Exercise requirements:
Rewrite the entries from the line with "Mark the region of each instance of the coastal" to the end of the entries, keeping the requests and sample layouts unchanged, but multiply every coordinate and viewBox number in the answer outlines by 0.2 and round each to a whole number, rounding halves up. Give only those lines.

###

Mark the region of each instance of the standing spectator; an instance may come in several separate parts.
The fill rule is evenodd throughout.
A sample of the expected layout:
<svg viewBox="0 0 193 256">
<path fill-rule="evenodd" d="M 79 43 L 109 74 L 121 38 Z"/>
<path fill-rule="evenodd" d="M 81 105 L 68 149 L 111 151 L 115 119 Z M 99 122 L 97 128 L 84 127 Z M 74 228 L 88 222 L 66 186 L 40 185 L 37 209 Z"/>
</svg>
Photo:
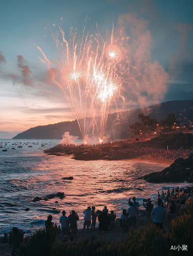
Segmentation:
<svg viewBox="0 0 193 256">
<path fill-rule="evenodd" d="M 152 201 L 151 200 L 149 200 L 147 201 L 147 203 L 146 204 L 144 204 L 144 202 L 143 202 L 143 206 L 144 207 L 145 207 L 146 218 L 147 218 L 147 220 L 148 221 L 150 218 L 151 215 L 154 208 L 154 205 L 152 204 Z"/>
<path fill-rule="evenodd" d="M 163 191 L 162 191 L 162 194 L 161 194 L 161 198 L 162 202 L 165 202 L 165 194 Z"/>
<path fill-rule="evenodd" d="M 163 223 L 165 220 L 166 210 L 165 208 L 161 207 L 161 200 L 158 200 L 158 206 L 154 208 L 152 211 L 152 215 L 154 216 L 154 224 L 157 227 L 159 227 L 160 229 L 163 229 Z"/>
<path fill-rule="evenodd" d="M 107 214 L 108 214 L 109 213 L 109 210 L 107 208 L 107 207 L 105 206 L 104 206 L 104 209 L 102 210 L 102 211 L 103 211 L 104 210 L 107 210 Z"/>
<path fill-rule="evenodd" d="M 178 193 L 178 197 L 179 197 L 179 187 L 177 187 L 177 188 L 176 188 L 176 192 L 177 192 Z"/>
<path fill-rule="evenodd" d="M 45 221 L 46 231 L 47 231 L 48 228 L 50 228 L 53 226 L 54 223 L 52 222 L 52 215 L 49 215 L 47 220 Z"/>
<path fill-rule="evenodd" d="M 19 245 L 24 239 L 24 234 L 26 232 L 22 229 L 18 229 L 17 227 L 13 227 L 13 234 L 9 238 L 9 243 L 11 248 L 11 256 L 15 256 L 17 249 L 19 248 Z"/>
<path fill-rule="evenodd" d="M 98 234 L 101 234 L 102 231 L 106 231 L 108 229 L 108 225 L 110 225 L 110 217 L 107 214 L 107 209 L 104 209 L 102 214 L 98 216 L 99 222 L 98 226 Z"/>
<path fill-rule="evenodd" d="M 110 214 L 110 231 L 113 231 L 115 227 L 115 221 L 116 216 L 113 210 L 111 211 Z"/>
<path fill-rule="evenodd" d="M 79 220 L 79 217 L 74 210 L 72 210 L 71 213 L 68 217 L 69 222 L 70 223 L 70 229 L 71 230 L 71 234 L 76 234 L 78 231 L 77 221 Z"/>
<path fill-rule="evenodd" d="M 128 224 L 128 214 L 126 213 L 125 209 L 123 209 L 123 214 L 121 216 L 121 225 L 123 228 L 123 231 L 124 233 L 128 231 L 127 224 Z"/>
<path fill-rule="evenodd" d="M 128 205 L 131 206 L 131 198 L 130 198 L 129 200 L 128 200 Z M 139 203 L 138 202 L 136 202 L 136 198 L 134 197 L 132 198 L 133 199 L 133 205 L 135 206 L 136 209 L 136 211 L 137 211 L 137 218 L 139 218 L 139 207 L 140 207 L 140 205 L 139 205 Z"/>
<path fill-rule="evenodd" d="M 92 230 L 93 228 L 93 230 L 95 229 L 95 225 L 96 222 L 96 218 L 98 216 L 98 215 L 95 212 L 95 206 L 92 206 L 92 211 L 91 211 L 91 217 L 92 217 L 92 224 L 91 230 Z"/>
<path fill-rule="evenodd" d="M 87 231 L 88 231 L 89 230 L 89 227 L 91 225 L 91 208 L 89 206 L 87 210 L 84 210 L 83 213 L 85 214 L 83 231 L 84 231 L 85 227 L 87 226 Z"/>
<path fill-rule="evenodd" d="M 132 202 L 130 202 L 130 207 L 128 209 L 127 214 L 130 216 L 130 219 L 131 220 L 131 225 L 133 228 L 135 228 L 136 226 L 136 218 L 137 218 L 137 209 L 134 206 Z"/>
<path fill-rule="evenodd" d="M 60 223 L 61 223 L 63 239 L 64 236 L 68 236 L 68 234 L 69 218 L 66 216 L 66 211 L 65 210 L 62 212 L 62 216 L 60 218 Z"/>
<path fill-rule="evenodd" d="M 171 200 L 170 202 L 170 205 L 169 206 L 169 213 L 170 214 L 174 214 L 176 211 L 176 205 L 174 200 Z"/>
</svg>

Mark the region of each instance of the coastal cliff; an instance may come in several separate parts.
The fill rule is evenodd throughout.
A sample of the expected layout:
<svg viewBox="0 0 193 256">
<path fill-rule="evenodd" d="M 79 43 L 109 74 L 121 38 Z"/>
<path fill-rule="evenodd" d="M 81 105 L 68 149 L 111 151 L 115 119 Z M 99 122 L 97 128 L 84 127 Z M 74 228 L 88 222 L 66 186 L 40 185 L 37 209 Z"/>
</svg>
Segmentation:
<svg viewBox="0 0 193 256">
<path fill-rule="evenodd" d="M 193 183 L 193 154 L 185 159 L 177 158 L 174 163 L 161 172 L 152 173 L 138 179 L 141 179 L 155 183 L 175 181 Z"/>
<path fill-rule="evenodd" d="M 126 143 L 127 147 L 134 148 L 134 146 Z M 96 160 L 122 160 L 128 159 L 144 155 L 140 152 L 122 152 L 122 145 L 117 143 L 116 145 L 99 145 L 95 146 L 65 146 L 57 145 L 46 150 L 44 152 L 49 155 L 56 156 L 73 155 L 75 160 L 89 161 Z"/>
</svg>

###

The response:
Mark the region of each instance of the coastal cliff; an instance may come in several separate parts.
The fill rule is evenodd throughout.
A sample of the expected layout:
<svg viewBox="0 0 193 256">
<path fill-rule="evenodd" d="M 79 43 L 109 74 L 121 38 Z"/>
<path fill-rule="evenodd" d="M 81 105 L 68 149 L 111 151 L 115 119 Z M 99 122 L 97 128 L 84 127 Z M 74 228 L 88 222 L 66 186 L 40 185 L 37 209 Z"/>
</svg>
Segmentation:
<svg viewBox="0 0 39 51">
<path fill-rule="evenodd" d="M 39 37 L 39 31 L 37 32 L 35 32 L 35 33 L 32 34 L 30 35 L 28 36 L 28 36 L 31 37 L 35 36 Z"/>
<path fill-rule="evenodd" d="M 25 29 L 25 29 L 27 30 L 27 29 Z M 19 32 L 24 32 L 26 32 L 29 31 L 28 30 L 24 30 L 24 29 L 23 29 L 23 29 L 20 29 L 19 29 L 13 29 L 11 29 L 9 30 L 9 30 L 10 31 L 11 31 L 15 31 L 15 32 L 18 32 Z"/>
</svg>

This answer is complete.